EXERCISE DIRECTIONS
Quote exactly the lines spanning from the top of the data below to the line that contains "Target: glass roof", including both.

Dataset entries

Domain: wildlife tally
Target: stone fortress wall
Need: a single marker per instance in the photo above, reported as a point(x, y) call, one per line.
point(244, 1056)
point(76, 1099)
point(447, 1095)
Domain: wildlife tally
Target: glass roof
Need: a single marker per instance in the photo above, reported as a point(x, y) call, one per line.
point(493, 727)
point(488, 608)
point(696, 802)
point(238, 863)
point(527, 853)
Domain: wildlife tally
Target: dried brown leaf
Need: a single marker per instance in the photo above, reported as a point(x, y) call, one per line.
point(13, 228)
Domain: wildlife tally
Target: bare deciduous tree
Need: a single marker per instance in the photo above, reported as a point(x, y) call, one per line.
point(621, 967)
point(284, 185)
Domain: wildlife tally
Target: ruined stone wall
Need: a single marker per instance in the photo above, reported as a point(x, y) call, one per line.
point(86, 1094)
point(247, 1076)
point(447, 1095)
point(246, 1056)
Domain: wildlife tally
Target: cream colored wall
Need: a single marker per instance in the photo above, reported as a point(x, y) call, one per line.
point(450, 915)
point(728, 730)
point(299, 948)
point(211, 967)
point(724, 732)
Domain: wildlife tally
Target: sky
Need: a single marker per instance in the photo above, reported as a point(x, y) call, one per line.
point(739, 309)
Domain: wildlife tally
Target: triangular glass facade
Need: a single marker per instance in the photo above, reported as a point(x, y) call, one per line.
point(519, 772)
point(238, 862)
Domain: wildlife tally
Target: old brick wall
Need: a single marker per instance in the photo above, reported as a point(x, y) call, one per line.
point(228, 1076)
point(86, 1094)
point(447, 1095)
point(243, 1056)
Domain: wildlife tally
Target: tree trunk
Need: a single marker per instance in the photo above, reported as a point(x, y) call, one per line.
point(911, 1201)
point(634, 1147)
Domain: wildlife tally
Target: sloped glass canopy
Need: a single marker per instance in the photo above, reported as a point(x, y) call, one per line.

OUTPUT FOR THIS EXERCISE
Domain: wildlife tally
Target: stone fortress wall
Need: a single marker per instance in the photo above, reported as a point(x, y) call, one per line.
point(244, 1056)
point(76, 1099)
point(447, 1095)
Domain: wildlife tally
Target: glass roof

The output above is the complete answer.